Print the data exactly as it is given, please.
# Excerpted records start
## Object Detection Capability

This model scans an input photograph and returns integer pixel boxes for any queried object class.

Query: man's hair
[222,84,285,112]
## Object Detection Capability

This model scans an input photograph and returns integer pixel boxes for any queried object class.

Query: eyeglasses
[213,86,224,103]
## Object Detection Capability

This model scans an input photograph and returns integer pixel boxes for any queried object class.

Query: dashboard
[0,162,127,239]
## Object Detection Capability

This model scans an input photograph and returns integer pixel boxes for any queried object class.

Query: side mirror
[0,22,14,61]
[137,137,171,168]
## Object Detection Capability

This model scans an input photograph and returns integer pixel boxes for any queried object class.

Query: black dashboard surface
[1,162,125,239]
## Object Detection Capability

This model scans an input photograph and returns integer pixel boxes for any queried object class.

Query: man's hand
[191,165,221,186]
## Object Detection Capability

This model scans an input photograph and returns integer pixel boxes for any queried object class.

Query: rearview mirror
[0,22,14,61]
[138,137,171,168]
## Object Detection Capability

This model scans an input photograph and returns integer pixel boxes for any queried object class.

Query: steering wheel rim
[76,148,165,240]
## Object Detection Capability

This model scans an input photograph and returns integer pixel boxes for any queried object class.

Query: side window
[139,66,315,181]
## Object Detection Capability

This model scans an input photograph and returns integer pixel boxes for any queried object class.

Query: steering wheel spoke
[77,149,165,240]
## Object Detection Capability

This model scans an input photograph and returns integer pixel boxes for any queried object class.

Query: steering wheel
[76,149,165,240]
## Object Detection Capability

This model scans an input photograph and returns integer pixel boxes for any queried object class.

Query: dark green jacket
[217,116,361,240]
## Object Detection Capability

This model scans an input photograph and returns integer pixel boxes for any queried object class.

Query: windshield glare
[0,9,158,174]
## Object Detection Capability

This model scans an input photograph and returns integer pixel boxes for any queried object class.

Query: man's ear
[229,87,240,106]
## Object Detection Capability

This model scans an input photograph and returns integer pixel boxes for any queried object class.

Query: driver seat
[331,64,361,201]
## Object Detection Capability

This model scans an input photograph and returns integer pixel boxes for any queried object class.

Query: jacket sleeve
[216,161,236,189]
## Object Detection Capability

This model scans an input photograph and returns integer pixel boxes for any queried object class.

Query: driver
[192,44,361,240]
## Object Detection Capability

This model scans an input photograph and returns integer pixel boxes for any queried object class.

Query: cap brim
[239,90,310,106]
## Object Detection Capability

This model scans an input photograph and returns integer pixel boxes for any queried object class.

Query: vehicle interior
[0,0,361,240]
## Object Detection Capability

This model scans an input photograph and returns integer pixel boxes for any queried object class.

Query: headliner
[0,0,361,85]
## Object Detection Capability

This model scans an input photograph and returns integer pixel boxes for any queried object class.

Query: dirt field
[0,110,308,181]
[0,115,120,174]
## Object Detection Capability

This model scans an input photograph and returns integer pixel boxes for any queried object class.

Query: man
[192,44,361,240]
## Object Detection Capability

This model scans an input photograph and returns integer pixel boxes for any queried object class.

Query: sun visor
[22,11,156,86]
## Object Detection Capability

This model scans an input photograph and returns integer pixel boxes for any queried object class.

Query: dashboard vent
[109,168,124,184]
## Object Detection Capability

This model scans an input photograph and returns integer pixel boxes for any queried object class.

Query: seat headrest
# Excerpted records end
* [Reply to the task]
## Object Detection Capability

This model scans an input photograph and returns integer pixel boxes for any queried object class.

Query: man's hair
[222,84,285,112]
## Object Detection Capability

This model scans an input photograph and returns integer pixel boxes for any queried object class.

Query: eyeglasses
[213,86,224,103]
## Object Detection Capability

This model scans an input photograph and returns integer pixel boxes for any queried object class.

Query: dashboard
[0,162,127,239]
## Object Detection Capability

This model scans an input photograph and returns integer pixel boxes for any queried object class.

Query: side mirror
[0,22,14,61]
[137,137,171,168]
## Object Detection Capability

This model scans an input photograph and returns integer pixel boxes for any queried object class.

Query: black dashboard surface
[1,162,125,239]
## Object Detection Capability

This model scans an input photograph and returns integer pixel boxes for any queried object class.

Query: man's hand
[191,165,221,186]
## Object Detection Capability

This model scans an input photograph and returns integer pixel boxes for any queried object class.

Query: rearview mirror
[0,22,14,61]
[138,137,171,168]
## Object Detection Capability

This model scans an input photograph and returns integer pixel boxes for any queried object class.

Query: steering wheel rim
[76,148,165,240]
## Object Detection Capability

This model scans an input photograph and returns integer pixel boxes for any queried object class.

Query: side window
[139,66,315,181]
## Object Detection Capability

This model scans an input photograph and returns integer pixel boxes for any queried object class.

Query: steering wheel spoke
[77,149,165,240]
## Object Detection Capability

This model scans an input photograph and returns integer pixel boxes for any queried object class.

Query: steering wheel
[76,149,165,240]
## Object Detection Capability

This model scans an input photograph and returns integer pixel boxes for any queried object class.

Query: dark green jacket
[217,116,361,240]
## Object Detection Capability

This model scans an input photograph and returns integer pixel boxes for any queried object class.

Query: windshield glare
[0,9,158,174]
## Object Detection Capability

This model scans an input photograph and returns integer pixel boxes for any queried object class.

Query: man's ear
[229,87,240,106]
## Object Detection Capability

This model scans an input photograph and returns integer pixel boxes for any queried object class.

Query: driver seat
[331,64,361,201]
## Object Detection Capability

This model scans an input photograph and returns integer pixel boxes for any queried object class.

Query: jacket sleeve
[216,161,236,189]
## Object Detection Capability

This model scans an input photograph and returns integer pixel boxes for any queried object class.

Query: driver
[192,44,361,240]
## Object Detection Capability

This model scans an input photograph and returns integer pixel boxes for any queried object class.

Query: cap brim
[239,90,310,106]
## Object Detection Capability

This model scans an input photograph and returns integer pixel boxes for any queried object class.

Query: vehicle interior
[0,0,361,240]
## Object Detection Capability

This model scans an input photograph and returns integer pixel boxes for any queried object class.

Query: headliner
[0,0,361,85]
## Object Detection Capability

This model scans an input photograph and returns integer pixel boxes for any queried object class.

Query: dirt field
[0,110,308,181]
[0,115,120,174]
## Object Detection Capability

This model scans an input photograph and returns integer pixel boxes for any queried object class.

Query: man
[192,44,361,240]
## Object Detection Capability

This model scans an input photograph and returns integer pixel boxes for any queried object class.

Query: sun visor
[22,11,156,86]
## Object Detection Capability

This model scans an input photograph and returns integer pixel boxes for any queried object class.

Query: dashboard vent
[109,168,124,184]
## Object Detection Capability

This model scans an input photograph and returns integer pixel boxes for any queried object class.

Query: seat headrest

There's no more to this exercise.